* AIM OF THE TASK
Tally the lines in the entries below that contain the string "surface", with case mattering, and reply with only the number.

* RAW DATA

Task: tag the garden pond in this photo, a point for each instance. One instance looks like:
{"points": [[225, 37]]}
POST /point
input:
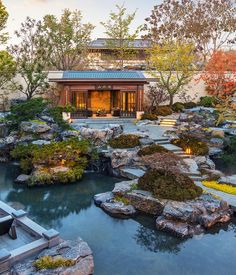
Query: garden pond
{"points": [[123, 247]]}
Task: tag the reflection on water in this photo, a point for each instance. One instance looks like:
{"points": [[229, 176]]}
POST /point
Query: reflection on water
{"points": [[120, 246]]}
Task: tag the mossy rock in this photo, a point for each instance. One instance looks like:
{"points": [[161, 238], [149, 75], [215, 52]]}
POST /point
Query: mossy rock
{"points": [[172, 186], [152, 149], [163, 111], [125, 141]]}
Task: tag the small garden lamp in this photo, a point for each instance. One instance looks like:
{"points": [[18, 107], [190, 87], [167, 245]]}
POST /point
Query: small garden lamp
{"points": [[188, 151]]}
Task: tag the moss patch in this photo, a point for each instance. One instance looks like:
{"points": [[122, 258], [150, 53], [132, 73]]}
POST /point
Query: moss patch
{"points": [[48, 262], [151, 149], [173, 186], [220, 187], [198, 147], [124, 141]]}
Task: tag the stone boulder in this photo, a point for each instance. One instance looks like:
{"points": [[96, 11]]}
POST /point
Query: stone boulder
{"points": [[76, 250], [212, 174], [146, 141], [231, 180], [124, 157], [41, 142], [22, 179], [218, 134], [121, 188], [185, 219], [204, 162], [144, 201], [98, 136], [103, 197], [118, 209], [34, 127], [179, 229]]}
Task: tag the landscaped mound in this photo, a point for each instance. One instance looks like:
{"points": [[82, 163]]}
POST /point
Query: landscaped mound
{"points": [[151, 149], [124, 141], [169, 185], [61, 162], [197, 147]]}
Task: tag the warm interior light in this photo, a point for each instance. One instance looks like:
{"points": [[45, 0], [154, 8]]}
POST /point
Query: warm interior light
{"points": [[188, 151]]}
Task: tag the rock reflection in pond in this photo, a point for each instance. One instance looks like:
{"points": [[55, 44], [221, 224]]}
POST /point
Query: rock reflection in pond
{"points": [[148, 237]]}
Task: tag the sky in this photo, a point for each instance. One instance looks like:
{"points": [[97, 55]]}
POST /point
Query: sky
{"points": [[94, 11]]}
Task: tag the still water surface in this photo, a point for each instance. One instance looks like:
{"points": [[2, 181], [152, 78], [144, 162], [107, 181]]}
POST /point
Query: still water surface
{"points": [[124, 247]]}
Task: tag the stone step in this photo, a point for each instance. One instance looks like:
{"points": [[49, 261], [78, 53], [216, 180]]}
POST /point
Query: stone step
{"points": [[196, 178], [162, 142], [132, 173], [172, 147]]}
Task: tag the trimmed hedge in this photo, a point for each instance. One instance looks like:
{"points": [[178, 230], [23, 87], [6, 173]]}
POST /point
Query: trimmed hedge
{"points": [[151, 149], [198, 147], [124, 141], [173, 186]]}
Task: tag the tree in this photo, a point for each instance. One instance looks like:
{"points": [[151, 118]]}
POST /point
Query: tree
{"points": [[173, 66], [31, 58], [120, 38], [68, 40], [209, 24], [3, 22], [220, 74]]}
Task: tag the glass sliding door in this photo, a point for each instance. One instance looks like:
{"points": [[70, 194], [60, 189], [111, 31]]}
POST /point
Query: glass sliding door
{"points": [[128, 104]]}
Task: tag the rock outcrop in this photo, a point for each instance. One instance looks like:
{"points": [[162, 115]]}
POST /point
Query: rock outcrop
{"points": [[185, 219], [76, 250]]}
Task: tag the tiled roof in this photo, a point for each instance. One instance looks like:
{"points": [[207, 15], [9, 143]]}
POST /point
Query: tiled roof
{"points": [[104, 43], [103, 75]]}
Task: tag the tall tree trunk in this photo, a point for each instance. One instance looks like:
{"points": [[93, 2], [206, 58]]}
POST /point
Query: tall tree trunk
{"points": [[171, 99]]}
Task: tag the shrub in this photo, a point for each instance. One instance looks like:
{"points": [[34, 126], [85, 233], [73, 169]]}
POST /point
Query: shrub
{"points": [[221, 187], [207, 101], [151, 149], [149, 116], [177, 107], [189, 105], [72, 154], [56, 114], [125, 141], [26, 111], [162, 111], [48, 262], [167, 161], [173, 186], [198, 147]]}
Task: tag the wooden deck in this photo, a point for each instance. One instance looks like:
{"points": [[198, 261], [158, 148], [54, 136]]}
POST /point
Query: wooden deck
{"points": [[23, 238]]}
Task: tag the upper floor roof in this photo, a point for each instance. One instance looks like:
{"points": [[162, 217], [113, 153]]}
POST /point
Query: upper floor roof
{"points": [[103, 43]]}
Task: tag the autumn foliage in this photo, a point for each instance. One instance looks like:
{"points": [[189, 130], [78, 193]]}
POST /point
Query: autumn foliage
{"points": [[220, 74]]}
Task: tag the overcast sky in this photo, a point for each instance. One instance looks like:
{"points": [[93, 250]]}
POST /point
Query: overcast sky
{"points": [[94, 11]]}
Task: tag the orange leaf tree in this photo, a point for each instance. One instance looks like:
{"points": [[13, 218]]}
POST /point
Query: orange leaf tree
{"points": [[220, 74]]}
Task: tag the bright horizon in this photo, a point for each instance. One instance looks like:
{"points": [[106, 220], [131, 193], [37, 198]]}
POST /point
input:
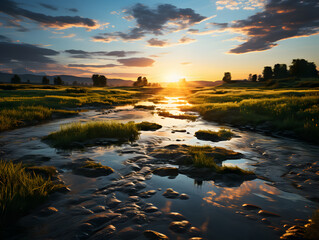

* RESULT OF THE EXERCISE
2